(Registros de rotulagem e segmentação)
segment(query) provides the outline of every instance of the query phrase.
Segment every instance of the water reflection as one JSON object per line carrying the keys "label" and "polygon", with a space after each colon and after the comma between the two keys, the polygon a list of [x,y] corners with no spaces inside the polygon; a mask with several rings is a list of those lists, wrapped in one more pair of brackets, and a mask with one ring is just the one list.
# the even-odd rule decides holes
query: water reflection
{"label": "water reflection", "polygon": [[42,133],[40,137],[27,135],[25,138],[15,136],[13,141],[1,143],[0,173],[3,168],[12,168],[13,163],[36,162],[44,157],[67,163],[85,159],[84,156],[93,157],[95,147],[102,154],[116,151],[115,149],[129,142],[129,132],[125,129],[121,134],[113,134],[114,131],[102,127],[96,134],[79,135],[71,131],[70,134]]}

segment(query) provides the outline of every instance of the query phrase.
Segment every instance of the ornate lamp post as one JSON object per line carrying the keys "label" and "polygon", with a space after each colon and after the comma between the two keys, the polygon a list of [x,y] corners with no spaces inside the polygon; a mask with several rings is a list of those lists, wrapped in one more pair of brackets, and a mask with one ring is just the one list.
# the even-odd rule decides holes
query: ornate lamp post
...
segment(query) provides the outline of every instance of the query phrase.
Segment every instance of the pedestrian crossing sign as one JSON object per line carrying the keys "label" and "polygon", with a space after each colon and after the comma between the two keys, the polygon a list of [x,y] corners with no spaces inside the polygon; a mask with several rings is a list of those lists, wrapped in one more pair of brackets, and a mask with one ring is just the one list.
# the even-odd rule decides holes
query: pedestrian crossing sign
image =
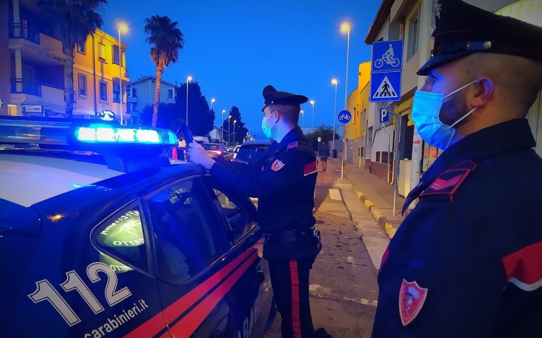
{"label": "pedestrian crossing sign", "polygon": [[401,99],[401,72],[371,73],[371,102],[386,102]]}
* * *
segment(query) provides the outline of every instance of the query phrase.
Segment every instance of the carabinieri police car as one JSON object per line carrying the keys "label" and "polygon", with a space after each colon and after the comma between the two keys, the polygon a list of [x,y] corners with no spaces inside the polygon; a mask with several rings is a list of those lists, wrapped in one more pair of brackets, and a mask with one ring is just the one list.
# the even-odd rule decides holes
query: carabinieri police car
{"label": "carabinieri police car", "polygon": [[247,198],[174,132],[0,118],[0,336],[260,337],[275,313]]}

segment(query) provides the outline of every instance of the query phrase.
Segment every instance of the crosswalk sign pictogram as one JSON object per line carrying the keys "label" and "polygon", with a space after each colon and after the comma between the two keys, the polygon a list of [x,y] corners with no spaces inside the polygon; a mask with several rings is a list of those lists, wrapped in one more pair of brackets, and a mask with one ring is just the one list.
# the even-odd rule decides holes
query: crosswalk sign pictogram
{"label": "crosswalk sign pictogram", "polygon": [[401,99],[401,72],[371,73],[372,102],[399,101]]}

### O QUE FAZER:
Localize nas linhas acima todas as que contêm a palavra "police" e copie-as. Maiúsculas e minúsculas devem ser diferenciadas.

### RESULTADO DO EXERCÍCIO:
Segment every instance of the carabinieri police car as one JSON object per line carrying the keys "label" and "polygon", with a space after each colon and after the comma between the two keys, the polygon a list of [x,y] corners with no spaces inside the polygon; a mask with several rings is a list of those lists, wrapped in one more pair of brackets, and a mask with one ring is just the one list.
query: carabinieri police car
{"label": "carabinieri police car", "polygon": [[247,198],[174,132],[0,118],[0,336],[260,337],[275,313]]}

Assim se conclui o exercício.